WHAT TO WORK ON
Leave out the pictures and give back all the entries exactly as written.

(Referring expression pointing data)
=== Section Start ===
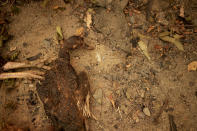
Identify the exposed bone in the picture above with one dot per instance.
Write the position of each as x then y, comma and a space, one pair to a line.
27, 74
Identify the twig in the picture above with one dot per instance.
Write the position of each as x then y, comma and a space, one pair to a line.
27, 74
17, 65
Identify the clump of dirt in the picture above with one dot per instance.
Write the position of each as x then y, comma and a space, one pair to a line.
138, 71
62, 93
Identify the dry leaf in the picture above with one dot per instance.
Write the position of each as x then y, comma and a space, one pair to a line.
88, 19
176, 42
59, 32
146, 111
192, 66
182, 12
144, 48
150, 28
80, 31
111, 100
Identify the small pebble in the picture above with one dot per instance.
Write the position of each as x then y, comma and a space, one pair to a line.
146, 111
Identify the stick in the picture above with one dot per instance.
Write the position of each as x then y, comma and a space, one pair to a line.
13, 75
17, 65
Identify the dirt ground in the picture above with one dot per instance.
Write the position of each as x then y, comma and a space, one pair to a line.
129, 90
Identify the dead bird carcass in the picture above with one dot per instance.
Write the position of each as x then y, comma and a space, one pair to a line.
64, 93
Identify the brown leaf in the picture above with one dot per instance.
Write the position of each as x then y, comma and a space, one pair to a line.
80, 31
192, 66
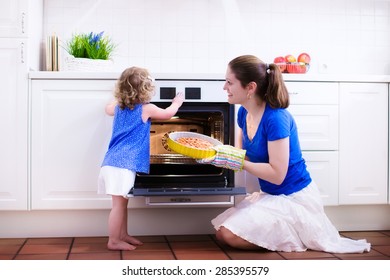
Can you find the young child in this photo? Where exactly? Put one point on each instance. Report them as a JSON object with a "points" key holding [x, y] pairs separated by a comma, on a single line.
{"points": [[129, 148]]}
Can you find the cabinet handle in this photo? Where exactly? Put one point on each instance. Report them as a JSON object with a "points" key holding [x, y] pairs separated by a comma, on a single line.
{"points": [[22, 52], [23, 19]]}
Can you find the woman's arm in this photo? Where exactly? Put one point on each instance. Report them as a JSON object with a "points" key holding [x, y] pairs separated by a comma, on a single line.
{"points": [[275, 171]]}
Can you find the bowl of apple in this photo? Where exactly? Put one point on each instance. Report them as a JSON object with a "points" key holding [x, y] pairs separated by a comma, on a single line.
{"points": [[292, 65]]}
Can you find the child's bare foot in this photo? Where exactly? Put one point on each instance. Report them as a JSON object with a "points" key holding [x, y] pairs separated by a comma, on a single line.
{"points": [[120, 245], [132, 240]]}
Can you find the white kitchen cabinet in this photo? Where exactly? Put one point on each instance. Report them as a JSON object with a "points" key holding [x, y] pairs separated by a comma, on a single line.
{"points": [[13, 18], [324, 170], [13, 125], [363, 143], [19, 51], [70, 133], [315, 108]]}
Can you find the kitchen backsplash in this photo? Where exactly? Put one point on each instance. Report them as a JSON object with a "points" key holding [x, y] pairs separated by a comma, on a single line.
{"points": [[202, 36]]}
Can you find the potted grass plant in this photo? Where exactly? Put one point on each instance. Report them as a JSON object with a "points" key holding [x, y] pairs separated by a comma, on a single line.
{"points": [[89, 52]]}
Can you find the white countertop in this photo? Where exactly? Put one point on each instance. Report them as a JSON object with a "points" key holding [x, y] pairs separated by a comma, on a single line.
{"points": [[65, 75]]}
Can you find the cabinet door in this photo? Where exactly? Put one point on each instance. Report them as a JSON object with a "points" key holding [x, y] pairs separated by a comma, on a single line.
{"points": [[13, 125], [363, 143], [323, 168], [70, 135], [13, 18], [317, 126]]}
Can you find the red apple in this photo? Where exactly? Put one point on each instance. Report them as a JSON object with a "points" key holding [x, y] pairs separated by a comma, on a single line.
{"points": [[305, 58], [290, 58], [281, 62]]}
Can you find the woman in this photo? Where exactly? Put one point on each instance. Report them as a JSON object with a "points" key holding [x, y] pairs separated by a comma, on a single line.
{"points": [[287, 214]]}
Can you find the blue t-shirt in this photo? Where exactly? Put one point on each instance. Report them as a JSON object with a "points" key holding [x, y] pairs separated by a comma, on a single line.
{"points": [[276, 124], [130, 141]]}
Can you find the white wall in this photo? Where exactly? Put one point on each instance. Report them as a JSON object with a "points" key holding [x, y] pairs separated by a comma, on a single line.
{"points": [[201, 36]]}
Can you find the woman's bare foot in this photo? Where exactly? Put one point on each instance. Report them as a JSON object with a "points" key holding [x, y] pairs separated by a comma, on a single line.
{"points": [[120, 245], [132, 240]]}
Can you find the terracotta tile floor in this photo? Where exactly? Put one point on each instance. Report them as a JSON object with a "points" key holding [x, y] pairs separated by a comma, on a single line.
{"points": [[173, 247]]}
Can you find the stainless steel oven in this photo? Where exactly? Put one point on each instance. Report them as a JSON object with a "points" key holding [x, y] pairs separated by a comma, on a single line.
{"points": [[175, 179]]}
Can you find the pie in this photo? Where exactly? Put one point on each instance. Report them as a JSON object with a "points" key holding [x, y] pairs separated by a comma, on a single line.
{"points": [[196, 143]]}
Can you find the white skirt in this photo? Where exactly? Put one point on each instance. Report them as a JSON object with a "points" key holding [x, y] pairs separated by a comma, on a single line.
{"points": [[116, 181], [295, 222]]}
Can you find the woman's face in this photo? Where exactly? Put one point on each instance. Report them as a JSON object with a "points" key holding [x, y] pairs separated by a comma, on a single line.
{"points": [[236, 93]]}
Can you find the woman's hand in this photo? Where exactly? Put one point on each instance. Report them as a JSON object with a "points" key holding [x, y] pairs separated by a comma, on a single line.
{"points": [[227, 157], [178, 99]]}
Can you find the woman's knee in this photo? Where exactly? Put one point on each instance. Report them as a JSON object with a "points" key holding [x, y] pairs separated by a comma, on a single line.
{"points": [[225, 235]]}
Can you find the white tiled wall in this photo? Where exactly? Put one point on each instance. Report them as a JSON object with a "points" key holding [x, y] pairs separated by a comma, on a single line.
{"points": [[201, 36]]}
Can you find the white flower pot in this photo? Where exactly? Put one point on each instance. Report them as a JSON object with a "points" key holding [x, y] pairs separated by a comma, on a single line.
{"points": [[72, 63]]}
=== Section End ===
ANSWER TO THIS EXERCISE
Identify the exposed bone in the picture above with one dot per instance.
Write the position of each as x then y, comma and a space, one pair to a line.
27, 74
Identify the twig in the picture above with one dot per instance.
Write the position of each as x then y, comma and a space, one pair to a line.
27, 74
17, 65
Identify the clump of dirt in the picture above with one dot per instance.
Write the position of each as x then y, comma and a space, one pair to a line.
138, 71
62, 93
Identify the dry leaf in the picture above with one dot per instance.
Write the position of each as x then y, comma and a space, one pair to a line.
88, 19
176, 42
59, 32
146, 111
192, 66
182, 12
144, 48
150, 28
80, 31
111, 100
Identify the small pebble in the picture above with one dot per instance.
Write the position of each as x then y, comma and a space, one pair to a line.
146, 111
Identify the stick in the picture above with one dot per instance.
Write the position of each as x then y, comma and a space, one pair to a line.
13, 75
17, 65
Identify the dirt ground in the picture above with one dot per instance.
Write the position of each as x then y, comma and a space, one pair to a line.
129, 90
Identify the dead bird carcass in the picture above with one dot per instance.
Write the position of each as x then y, comma and a space, one pair to a line.
64, 93
Identify the brown leaf in the picture above with one dot per instance.
Write the position of each as x then y, comma and a space, one pair to a line.
80, 31
192, 66
Can you find the young child in this photo? Where exactly? Put one point on each instance. Report them as a JSON object with a "points" key holding [x, y] pairs separated by a comma, on a single line.
{"points": [[129, 148]]}
Can you find the cabinet handle in this photo? Where exactly? Put one point on each instance. Report them as a JSON object with a "points" key holding [x, y] pairs separated by a comma, on a single line.
{"points": [[22, 52], [23, 19]]}
Can you find the woman's arm in this photo? Where exactly? Put one point on each instance. Report them as a JSON object with a "points" key holding [x, y] pairs separated by a comma, on a single line.
{"points": [[275, 171]]}
Can you find the bowl of apple in this photo? Where exactly? Put one point on each instance. Report them as a JSON object with a "points" key holding [x, y] pairs separated by a comma, on a single line.
{"points": [[292, 65]]}
Can you find the child's bare foot in this photo? Where exactly? Put one point on each instance. Report them as a JSON object with a "points" key holding [x, y] pairs separated by a comma, on a single line.
{"points": [[120, 245], [132, 240]]}
Can you find the white kitchen cabinet in this photo? Where exactly? Put one point on each instance. Report them as a JSON object with a "points" key holding [x, y] pairs separated by a comma, on a single line.
{"points": [[13, 18], [324, 170], [13, 125], [363, 143], [19, 51], [70, 133], [315, 108]]}
Can you find the kitchen backsplash in this photo? Where exactly? Put one point on each instance. Report them as a JSON object with a "points" key holding [x, y] pairs separated by a comma, on a single line.
{"points": [[202, 36]]}
Can you find the potted grass plant in this photo? Where exactly? Put one point on each instance. Report them as a JSON object with a "points" key holding [x, y] pairs separated by a comma, on a single line.
{"points": [[89, 52]]}
Can you find the white countertop in this photo? Where exactly? Put one point on each instance. Report them as a JSON object with a "points" key holding [x, y] pairs separated by a comma, on a single line.
{"points": [[65, 75]]}
Can you find the cabinet door in this photo? Where exactly? Put one point on each instance. Report them as a JSON object with a "points" key holding [x, y] pairs separated by a comma, on a single line.
{"points": [[13, 125], [363, 143], [323, 168], [70, 135], [13, 18], [317, 126]]}
Can you find the red apple in this photo? Where exactly? Put one point on each instance. Report them as a JSON object with a "points" key holding [x, y] pairs separated by a comma, on a single line.
{"points": [[305, 58], [290, 58], [281, 62]]}
Can you find the woman in this photo? Where exactly? Put one point on each instance. Report them as a JSON object with a "points" key holding [x, y] pairs separated by a comma, on a single line.
{"points": [[287, 214]]}
Can you find the blue t-shirt in this photo? Where exactly? Put one point on each instance. Report them as a JSON object with a "points" key holding [x, y] pairs separated by a comma, on a single line.
{"points": [[276, 124], [130, 141]]}
Can you find the white wall in this photo? Where exactly? Put one point on each instance. Report them as a JSON object with a "points" key holding [x, y] pairs separated by a comma, on a single line.
{"points": [[201, 36]]}
Can you find the woman's bare foot in this photo? Where exactly? Put one point on each instance. Report them as a JSON object with a "points" key holding [x, y] pairs separated by a comma, on a single line.
{"points": [[120, 245], [132, 240]]}
Can you find the terracotta tile floor in this photo? Where exactly? Put one point on each instance. Report them as a JSON object with a "points" key holding [x, y] pairs separated by a comma, on a single line.
{"points": [[173, 247]]}
Can you find the stainless steel oven in this photo? Where exactly? Put one point on each instance. Report them as a JSON object with a "points" key holding [x, y] pairs separated by a comma, on a single line.
{"points": [[175, 179]]}
Can you find the pie in this photo? Where exactly? Put one point on each instance. Report them as a JSON object with a "points" key holding [x, y] pairs separated by a comma, on a single line.
{"points": [[196, 143]]}
Can you find the white skirt in this photo? Where exactly? Put one point on each instance. Report them as a JSON object with a "points" key holding [x, y] pairs separated by a comma, on a single line.
{"points": [[116, 181], [295, 222]]}
Can you find the woman's face in this photo? Where exactly? Put one point on each instance. Report them as a JSON object with a "points" key holding [x, y] pairs separated by a comma, on a single line.
{"points": [[236, 93]]}
Can you find the woman's hand in this photo? Where exactly? Put one point on each instance. Report them as a JSON object with a "points" key holding [x, y] pairs separated by a comma, on a single line.
{"points": [[227, 157], [178, 99]]}
Can you find the woman's knee in this photo? Where exactly? Put one point on each instance. Report them as a JSON object with a "points" key holding [x, y] pairs separated by a comma, on a single line.
{"points": [[225, 235]]}
Can you find the white tiled wall in this photo? Where exactly? Put one point on each instance. Report them as a JSON object with a "points" key holding [x, y] pairs separated by a comma, on a single line.
{"points": [[201, 36]]}
Can you find the white flower pot in this photo? Where exactly? Put one point on each instance. Report them as a JSON object with a "points" key holding [x, y] pairs separated by a comma, on a single line.
{"points": [[72, 63]]}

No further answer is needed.